» **What this exercise asks**
1 - Translate this sentence from the Shah Rukh Khan interview into Spanish: "Nobody has the right to comment on me per se, only on what is up there on the big screen."
2 - Write out the passage of the Shah Rukh Khan interview from "Would you agree" up to and including "my sex life!", unchanged.

» **Given text**
◇ ◇ ◇ ◇ ◇

Would you agree that a superstar is public property?

Let me put this very clearly: Shah Rukh Khan is not public property, his work is. Nobody has the right to comment on me per se, only on what is up there on the big screen. But there are people who violate my dignity as a matter of routine, just to get a vicarious thrill. Like this guy on television who asks me to comment on my sexual preferences. You know, it's ironic - when I entered this industry, I was a trendsetter and a role model because I took pride in my marital status. I was a married hero who made it to the top. But today, just because I don't sleep around, don't 'do' my heroines, as the term goes (I don't 'do' 'gori' women either!), I am being questioned about my sex life!
I live my life with dignity. Even in my on-screen romances, I may do pelvic thrusts or flirt with the heroine, but there is never anything that one can't watch with one's family. I'm old-fashioned in that sense. There is a certain piety that I attach to the whole process of acting...
And because I do good, clean acting, I am a good, clean person. And then it angers me when someone slanders me without reason.

What are you searching for in your journey through life?

Right now, I see myself as this mountain climber who is a man possessed. He wants to break all limits, go upwards and upwards. And he cannot be bothered by questions like, is it cold up there? Have I carried enough provisions? Will my rope break? Am I scared about falling? All I know is that I'm searching for the pot of gold at the end of the rainbow. The glory, the megastar status is great, but beyond that, there is something that I'm searching for. And my biggest worry is whether I will find that pot... Does it even exist at all?

All I know is that I'm searching for the pot of gold at the end of the rainbow. The glory, the megastar status is great, but beyond, that there is something that I'm searching for. And my biggest worry is whether I will find that pot... Does it even exist at all?

◇ ◇ ◇ ◇ ◇

» **Data block**

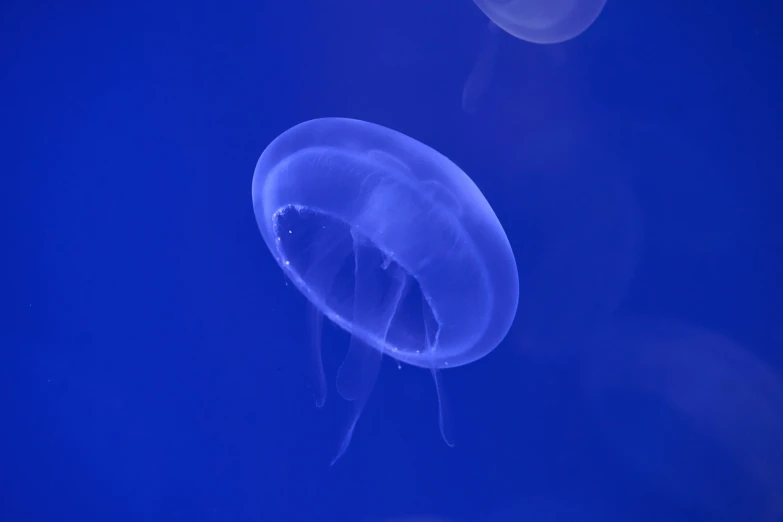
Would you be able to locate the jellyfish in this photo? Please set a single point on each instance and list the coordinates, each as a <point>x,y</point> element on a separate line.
<point>694,412</point>
<point>393,243</point>
<point>542,21</point>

◇ ◇ ◇ ◇ ◇

» **Answers for the tasks**
1 - Nadie tiene derecho a opinar sobre mí como tal, solo sobre lo que se ve allá arriba en la pantalla grande.

2 -
Would you agree that a superstar is public property?

Let me put this very clearly: Shah Rukh Khan is not public property, his work is. Nobody has the right to comment on me per se, only on what is up there on the big screen. But there are people who violate my dignity as a matter of routine, just to get a vicarious thrill. Like this guy on television who asks me to comment on my sexual preferences. You know, it's ironic - when I entered this industry, I was a trendsetter and a role model because I took pride in my marital status. I was a married hero who made it to the top. But today, just because I don't sleep around, don't 'do' my heroines, as the term goes (I don't 'do' 'gori' women either!), I am being questioned about my sex life!